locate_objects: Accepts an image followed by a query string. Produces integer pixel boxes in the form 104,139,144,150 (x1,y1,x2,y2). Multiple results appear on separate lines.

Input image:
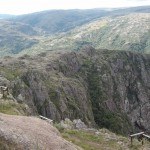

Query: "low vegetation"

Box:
61,129,150,150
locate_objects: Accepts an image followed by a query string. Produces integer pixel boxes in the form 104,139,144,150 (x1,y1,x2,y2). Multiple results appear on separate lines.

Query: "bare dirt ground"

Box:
0,113,80,150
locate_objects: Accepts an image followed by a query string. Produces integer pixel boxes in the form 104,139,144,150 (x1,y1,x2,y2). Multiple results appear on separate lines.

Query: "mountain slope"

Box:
0,113,81,150
0,7,150,57
13,6,150,34
22,13,150,54
0,48,150,134
14,9,107,34
0,20,39,56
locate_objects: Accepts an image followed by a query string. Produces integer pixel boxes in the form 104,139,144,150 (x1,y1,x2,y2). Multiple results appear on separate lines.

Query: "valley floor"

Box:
61,129,150,150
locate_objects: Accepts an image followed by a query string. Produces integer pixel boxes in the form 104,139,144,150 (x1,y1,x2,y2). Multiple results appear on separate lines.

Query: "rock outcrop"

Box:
0,113,80,150
0,48,150,134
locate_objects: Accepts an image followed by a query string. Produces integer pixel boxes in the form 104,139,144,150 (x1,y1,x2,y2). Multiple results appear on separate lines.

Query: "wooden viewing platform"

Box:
39,115,53,124
130,132,150,145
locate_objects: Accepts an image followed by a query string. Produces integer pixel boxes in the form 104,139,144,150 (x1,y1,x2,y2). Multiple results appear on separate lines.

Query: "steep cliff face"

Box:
0,48,150,134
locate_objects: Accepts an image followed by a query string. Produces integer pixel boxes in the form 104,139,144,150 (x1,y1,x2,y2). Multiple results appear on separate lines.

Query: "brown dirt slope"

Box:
0,113,80,150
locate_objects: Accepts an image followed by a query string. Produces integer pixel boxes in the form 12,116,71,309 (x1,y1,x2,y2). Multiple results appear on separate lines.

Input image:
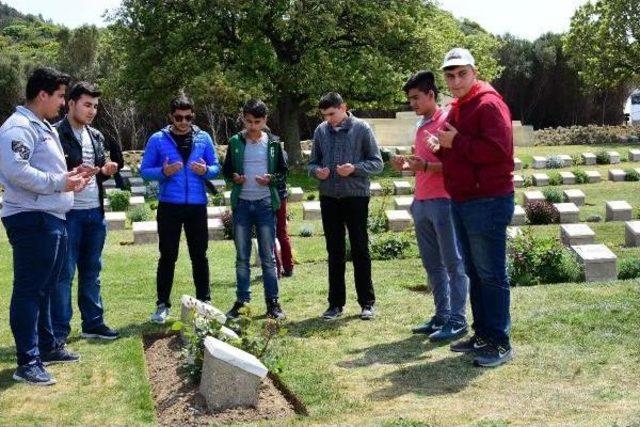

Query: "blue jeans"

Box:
2,212,67,366
411,199,469,323
51,208,107,342
452,193,514,348
233,198,278,302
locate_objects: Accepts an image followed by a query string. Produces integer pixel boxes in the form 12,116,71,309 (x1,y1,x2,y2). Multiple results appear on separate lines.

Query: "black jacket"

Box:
54,116,124,214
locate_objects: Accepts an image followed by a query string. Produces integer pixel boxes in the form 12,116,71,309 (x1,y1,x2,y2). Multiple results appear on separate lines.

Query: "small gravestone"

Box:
199,337,268,412
582,153,596,166
560,224,596,246
624,221,640,247
393,181,413,196
104,212,127,230
558,154,573,167
207,206,229,218
369,182,382,197
522,190,547,205
302,201,322,221
609,169,627,182
393,196,413,212
571,244,618,282
553,203,580,224
533,173,549,187
513,157,522,171
563,189,586,206
385,210,413,231
129,196,144,209
513,175,524,188
131,221,158,245
207,218,224,240
222,191,231,206
605,200,633,221
629,148,640,162
607,151,620,165
560,172,576,185
130,185,147,196
511,205,527,225
288,187,304,203
129,176,144,187
209,179,227,191
531,156,547,169
585,171,602,184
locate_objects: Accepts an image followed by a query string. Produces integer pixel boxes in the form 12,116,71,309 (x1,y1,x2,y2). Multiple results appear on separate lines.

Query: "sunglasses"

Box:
173,114,193,123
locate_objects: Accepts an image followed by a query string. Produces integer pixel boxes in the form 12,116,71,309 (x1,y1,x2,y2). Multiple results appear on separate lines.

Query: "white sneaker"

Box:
151,304,169,325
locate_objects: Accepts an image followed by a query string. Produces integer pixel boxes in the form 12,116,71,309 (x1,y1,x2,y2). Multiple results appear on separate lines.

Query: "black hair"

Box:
402,70,439,99
67,82,102,101
26,67,71,101
242,99,269,119
318,92,344,110
169,93,193,114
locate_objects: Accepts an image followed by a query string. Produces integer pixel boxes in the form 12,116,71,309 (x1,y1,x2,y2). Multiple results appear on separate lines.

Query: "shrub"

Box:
542,188,564,203
299,224,314,237
107,190,131,212
549,172,562,185
618,258,640,280
220,210,233,240
371,233,411,260
127,205,153,222
624,169,640,181
571,168,589,184
524,200,560,225
507,230,584,286
547,156,564,169
586,215,602,222
596,151,611,165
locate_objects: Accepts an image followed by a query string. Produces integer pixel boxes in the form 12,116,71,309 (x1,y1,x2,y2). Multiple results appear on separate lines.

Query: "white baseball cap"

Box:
440,47,476,70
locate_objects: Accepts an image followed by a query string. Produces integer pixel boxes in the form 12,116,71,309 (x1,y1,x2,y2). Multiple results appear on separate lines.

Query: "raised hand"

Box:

Work required = Gather every line of the listing above that contains the word "white", matching case exactly, and copy each one.

Written answer =
Query: "white sneaker"
Query: "white baseball cap"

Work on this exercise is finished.